Point annotation data:
----

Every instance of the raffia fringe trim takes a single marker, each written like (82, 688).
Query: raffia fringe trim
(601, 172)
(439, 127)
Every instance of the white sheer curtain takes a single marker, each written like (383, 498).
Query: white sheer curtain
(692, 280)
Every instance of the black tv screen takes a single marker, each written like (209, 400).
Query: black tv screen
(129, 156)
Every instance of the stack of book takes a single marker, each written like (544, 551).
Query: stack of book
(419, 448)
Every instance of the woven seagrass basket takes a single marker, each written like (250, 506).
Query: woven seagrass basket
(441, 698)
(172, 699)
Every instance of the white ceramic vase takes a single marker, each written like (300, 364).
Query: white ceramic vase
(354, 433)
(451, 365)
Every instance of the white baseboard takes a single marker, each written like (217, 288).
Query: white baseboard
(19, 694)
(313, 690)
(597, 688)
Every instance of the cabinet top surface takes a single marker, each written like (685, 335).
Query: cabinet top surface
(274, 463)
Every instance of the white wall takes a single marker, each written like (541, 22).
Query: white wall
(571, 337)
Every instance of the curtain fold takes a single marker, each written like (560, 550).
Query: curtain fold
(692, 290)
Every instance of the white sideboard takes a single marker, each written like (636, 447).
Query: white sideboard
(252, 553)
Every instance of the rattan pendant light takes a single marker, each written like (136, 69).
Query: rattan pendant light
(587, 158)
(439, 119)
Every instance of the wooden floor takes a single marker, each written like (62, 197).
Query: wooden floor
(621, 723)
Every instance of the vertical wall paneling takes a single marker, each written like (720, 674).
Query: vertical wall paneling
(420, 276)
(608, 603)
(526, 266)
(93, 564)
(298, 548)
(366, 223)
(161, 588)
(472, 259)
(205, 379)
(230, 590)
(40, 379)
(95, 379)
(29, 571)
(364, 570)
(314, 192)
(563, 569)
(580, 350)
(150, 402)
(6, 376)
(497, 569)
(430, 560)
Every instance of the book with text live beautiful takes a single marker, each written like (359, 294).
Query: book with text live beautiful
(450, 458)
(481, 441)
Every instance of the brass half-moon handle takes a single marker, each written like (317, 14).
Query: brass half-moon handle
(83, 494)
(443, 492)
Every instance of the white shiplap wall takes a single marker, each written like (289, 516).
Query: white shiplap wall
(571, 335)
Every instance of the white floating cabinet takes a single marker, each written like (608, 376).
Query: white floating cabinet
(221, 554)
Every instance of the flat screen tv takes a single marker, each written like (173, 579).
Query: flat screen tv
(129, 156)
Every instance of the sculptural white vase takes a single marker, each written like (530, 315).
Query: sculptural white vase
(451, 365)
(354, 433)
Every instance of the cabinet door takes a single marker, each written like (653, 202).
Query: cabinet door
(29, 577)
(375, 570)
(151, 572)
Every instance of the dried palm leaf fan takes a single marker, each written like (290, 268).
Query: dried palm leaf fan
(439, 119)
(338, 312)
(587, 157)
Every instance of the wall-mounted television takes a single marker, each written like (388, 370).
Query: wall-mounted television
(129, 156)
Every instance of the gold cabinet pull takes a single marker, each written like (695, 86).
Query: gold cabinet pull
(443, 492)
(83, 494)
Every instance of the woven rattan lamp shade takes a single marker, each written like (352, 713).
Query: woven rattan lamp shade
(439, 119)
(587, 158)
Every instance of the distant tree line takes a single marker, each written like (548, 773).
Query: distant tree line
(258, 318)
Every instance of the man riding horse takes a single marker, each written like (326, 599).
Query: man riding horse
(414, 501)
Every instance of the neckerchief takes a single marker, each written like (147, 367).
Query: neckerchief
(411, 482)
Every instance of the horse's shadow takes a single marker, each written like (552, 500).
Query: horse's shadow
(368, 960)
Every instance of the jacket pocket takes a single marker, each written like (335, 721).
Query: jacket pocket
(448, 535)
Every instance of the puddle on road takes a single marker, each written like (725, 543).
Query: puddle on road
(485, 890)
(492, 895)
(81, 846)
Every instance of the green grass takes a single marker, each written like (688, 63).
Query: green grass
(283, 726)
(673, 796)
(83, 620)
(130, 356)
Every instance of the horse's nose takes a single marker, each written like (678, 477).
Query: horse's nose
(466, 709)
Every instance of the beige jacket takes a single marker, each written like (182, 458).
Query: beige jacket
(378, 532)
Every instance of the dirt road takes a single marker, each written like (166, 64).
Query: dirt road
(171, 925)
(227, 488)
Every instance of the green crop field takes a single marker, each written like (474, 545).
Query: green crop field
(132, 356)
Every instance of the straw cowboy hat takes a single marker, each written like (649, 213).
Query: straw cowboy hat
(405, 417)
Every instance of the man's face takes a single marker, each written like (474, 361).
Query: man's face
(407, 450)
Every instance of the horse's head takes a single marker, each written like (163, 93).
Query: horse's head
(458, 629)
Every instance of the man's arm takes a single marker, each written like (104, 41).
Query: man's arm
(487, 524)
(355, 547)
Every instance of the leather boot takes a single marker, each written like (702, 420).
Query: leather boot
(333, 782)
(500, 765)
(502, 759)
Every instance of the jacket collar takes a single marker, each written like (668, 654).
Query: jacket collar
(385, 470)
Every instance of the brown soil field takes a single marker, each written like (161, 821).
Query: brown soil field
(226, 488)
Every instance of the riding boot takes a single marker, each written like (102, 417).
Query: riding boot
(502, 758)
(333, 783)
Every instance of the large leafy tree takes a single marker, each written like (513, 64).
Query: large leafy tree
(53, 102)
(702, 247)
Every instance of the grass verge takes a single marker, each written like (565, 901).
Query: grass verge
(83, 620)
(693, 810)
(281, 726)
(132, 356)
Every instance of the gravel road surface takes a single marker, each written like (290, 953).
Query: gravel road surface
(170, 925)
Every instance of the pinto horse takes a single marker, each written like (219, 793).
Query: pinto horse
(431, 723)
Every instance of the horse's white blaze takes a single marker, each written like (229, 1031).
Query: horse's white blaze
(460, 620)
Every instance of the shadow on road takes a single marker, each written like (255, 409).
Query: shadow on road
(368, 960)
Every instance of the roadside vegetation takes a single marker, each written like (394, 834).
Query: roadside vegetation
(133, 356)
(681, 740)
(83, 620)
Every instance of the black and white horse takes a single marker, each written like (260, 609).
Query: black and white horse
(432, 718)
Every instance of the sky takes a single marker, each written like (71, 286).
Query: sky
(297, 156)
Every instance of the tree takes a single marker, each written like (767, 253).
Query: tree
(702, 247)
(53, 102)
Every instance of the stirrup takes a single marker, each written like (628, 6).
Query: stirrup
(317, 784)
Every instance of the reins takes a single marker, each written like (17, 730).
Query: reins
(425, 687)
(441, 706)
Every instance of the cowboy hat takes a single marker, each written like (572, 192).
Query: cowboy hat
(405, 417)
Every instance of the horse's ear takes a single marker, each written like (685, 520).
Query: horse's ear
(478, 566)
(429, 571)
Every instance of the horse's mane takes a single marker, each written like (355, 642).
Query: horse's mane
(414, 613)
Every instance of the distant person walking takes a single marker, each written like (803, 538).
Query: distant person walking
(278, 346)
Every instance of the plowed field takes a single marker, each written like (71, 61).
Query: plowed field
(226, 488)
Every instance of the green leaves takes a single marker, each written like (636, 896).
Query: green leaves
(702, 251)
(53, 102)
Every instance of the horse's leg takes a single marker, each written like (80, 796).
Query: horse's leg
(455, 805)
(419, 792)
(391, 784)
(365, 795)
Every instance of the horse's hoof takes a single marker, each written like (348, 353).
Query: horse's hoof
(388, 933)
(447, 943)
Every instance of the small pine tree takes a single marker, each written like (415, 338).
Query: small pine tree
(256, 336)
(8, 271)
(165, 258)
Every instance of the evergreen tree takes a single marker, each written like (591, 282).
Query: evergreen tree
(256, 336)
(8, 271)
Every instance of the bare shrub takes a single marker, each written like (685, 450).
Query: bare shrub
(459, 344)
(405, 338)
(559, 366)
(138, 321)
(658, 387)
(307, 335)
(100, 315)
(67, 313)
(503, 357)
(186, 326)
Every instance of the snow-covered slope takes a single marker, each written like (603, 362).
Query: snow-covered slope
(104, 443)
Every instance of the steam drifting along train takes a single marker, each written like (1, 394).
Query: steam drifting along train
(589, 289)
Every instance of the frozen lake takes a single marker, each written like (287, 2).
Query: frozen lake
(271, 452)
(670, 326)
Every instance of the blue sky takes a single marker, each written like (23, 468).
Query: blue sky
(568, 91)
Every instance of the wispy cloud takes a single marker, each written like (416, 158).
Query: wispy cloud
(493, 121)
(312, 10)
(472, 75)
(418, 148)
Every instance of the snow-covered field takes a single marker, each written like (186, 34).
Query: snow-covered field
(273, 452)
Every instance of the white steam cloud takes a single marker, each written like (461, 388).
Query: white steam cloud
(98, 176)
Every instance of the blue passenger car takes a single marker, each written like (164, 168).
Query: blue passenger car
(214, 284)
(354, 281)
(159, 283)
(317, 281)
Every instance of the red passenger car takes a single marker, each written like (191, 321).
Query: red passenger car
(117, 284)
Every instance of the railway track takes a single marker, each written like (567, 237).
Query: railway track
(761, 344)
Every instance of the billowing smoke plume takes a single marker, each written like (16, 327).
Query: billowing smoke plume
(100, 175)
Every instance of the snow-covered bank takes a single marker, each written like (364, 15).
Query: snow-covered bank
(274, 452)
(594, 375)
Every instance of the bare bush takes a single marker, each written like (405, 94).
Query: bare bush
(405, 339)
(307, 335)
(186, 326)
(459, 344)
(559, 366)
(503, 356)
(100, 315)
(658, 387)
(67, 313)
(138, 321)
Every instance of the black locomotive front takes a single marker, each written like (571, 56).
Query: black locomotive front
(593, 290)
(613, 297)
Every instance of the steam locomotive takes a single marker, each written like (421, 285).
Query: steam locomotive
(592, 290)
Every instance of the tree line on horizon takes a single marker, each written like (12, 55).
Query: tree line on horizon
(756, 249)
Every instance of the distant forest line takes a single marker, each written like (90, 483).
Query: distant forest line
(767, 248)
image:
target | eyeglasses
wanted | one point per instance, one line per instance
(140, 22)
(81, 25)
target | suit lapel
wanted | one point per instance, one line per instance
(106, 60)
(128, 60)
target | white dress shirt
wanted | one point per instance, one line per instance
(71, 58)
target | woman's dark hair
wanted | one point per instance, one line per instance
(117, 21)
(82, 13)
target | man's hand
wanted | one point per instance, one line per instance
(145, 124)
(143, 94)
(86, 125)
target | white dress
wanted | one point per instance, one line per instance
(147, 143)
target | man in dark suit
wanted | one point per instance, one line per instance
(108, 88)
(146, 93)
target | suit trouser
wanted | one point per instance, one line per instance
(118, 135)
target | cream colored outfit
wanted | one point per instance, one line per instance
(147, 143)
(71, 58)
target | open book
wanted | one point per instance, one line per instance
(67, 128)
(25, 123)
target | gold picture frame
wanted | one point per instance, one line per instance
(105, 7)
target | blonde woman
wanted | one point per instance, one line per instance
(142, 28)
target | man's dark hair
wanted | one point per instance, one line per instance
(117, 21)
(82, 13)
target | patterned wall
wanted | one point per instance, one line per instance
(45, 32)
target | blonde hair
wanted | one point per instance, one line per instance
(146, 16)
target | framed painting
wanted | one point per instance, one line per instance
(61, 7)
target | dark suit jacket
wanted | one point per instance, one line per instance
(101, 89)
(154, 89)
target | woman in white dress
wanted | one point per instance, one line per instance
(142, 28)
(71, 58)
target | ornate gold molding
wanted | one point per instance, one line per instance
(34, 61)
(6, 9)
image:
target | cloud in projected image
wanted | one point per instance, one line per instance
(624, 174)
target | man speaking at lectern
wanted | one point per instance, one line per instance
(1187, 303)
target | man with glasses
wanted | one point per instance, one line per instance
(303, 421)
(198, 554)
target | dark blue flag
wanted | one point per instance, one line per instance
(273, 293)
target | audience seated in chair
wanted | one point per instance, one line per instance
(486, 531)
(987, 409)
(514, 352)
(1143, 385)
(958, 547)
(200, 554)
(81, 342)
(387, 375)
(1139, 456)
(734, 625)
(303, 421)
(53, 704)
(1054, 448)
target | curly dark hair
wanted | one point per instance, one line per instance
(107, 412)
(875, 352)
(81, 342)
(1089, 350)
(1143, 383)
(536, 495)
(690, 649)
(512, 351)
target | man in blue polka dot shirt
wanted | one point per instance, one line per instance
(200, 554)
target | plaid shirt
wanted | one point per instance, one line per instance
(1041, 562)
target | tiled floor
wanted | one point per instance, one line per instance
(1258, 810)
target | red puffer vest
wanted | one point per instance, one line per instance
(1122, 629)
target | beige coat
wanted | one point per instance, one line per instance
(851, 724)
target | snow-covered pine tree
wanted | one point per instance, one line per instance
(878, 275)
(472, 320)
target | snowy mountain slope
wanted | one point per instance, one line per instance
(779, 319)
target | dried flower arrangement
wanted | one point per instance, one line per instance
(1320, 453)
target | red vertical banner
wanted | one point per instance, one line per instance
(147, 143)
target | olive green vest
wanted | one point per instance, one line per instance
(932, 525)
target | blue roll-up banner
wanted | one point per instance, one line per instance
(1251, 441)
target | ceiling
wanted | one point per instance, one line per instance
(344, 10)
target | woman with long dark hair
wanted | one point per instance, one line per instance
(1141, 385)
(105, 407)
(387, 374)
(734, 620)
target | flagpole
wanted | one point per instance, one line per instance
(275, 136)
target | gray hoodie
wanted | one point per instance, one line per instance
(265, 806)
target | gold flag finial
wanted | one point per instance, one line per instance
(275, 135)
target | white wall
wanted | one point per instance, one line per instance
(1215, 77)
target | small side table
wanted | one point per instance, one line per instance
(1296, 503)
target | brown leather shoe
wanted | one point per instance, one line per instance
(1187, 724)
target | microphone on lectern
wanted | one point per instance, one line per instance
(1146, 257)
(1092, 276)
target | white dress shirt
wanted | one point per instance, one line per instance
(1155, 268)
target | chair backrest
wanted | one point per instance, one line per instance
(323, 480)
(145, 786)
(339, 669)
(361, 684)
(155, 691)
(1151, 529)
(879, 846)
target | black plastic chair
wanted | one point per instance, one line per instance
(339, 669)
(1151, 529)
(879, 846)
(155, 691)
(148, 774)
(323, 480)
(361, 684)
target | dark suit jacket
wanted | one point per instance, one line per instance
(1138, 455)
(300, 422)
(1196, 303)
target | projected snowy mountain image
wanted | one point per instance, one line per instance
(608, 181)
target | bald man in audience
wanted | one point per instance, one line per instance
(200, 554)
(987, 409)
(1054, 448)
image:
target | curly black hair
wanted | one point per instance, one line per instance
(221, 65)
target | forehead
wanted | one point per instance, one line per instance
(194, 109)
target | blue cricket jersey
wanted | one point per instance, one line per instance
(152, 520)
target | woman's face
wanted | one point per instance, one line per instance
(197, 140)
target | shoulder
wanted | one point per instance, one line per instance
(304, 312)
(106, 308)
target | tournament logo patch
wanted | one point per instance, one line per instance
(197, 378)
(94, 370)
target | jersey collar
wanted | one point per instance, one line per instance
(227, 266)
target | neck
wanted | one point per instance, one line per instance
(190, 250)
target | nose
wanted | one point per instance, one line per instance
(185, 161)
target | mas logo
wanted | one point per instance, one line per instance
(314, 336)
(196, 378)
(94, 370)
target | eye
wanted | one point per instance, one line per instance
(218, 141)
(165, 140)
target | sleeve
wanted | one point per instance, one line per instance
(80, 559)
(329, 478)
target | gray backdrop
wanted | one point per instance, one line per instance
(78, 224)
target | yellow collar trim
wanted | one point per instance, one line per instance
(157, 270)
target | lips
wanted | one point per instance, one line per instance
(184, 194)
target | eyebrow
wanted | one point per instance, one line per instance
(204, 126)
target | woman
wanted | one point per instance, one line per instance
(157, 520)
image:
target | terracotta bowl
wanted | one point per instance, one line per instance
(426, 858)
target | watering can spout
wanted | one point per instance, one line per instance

----

TASK DIRECTIONS =
Copy the lines of the material verbatim, from the line containing "target | tournament logo patch" through the final line, inclusive.

WRITTEN SOLUTION =
target | tournament logo patch
wanted | one point per instance, one line per instance
(197, 378)
(94, 370)
target | jersey collar
wanted | one point per instance, one line per instance
(227, 266)
target | neck
wanted | one point per instance, one line per instance
(190, 250)
target | nose
wanted | one point per instance, one line per instance
(185, 161)
target | mas logo
wanted | one point per instance, one line per instance
(314, 336)
(196, 378)
(94, 370)
target | eye
wanted | one point per instance, one line per instance
(218, 141)
(165, 140)
target | sleeve
wanted | one point per instance, one line per instance
(80, 559)
(329, 478)
target | gray backdrop
wanted | one point per instance, one line per instance
(78, 224)
target | yellow collar trim
wanted | one point per instance, one line per instance
(157, 270)
target | lips
wanted | one point per instance, one line per instance
(184, 194)
target | eyebrow
wanted | one point per instance, one line per instance
(204, 126)
target | woman
wanted | one point per instance, one line per instance
(157, 520)
image:
target | terracotta bowl
wanted | one point per instance, one line per instance
(426, 858)
target | watering can spout
wanted | one point per instance, one line per instance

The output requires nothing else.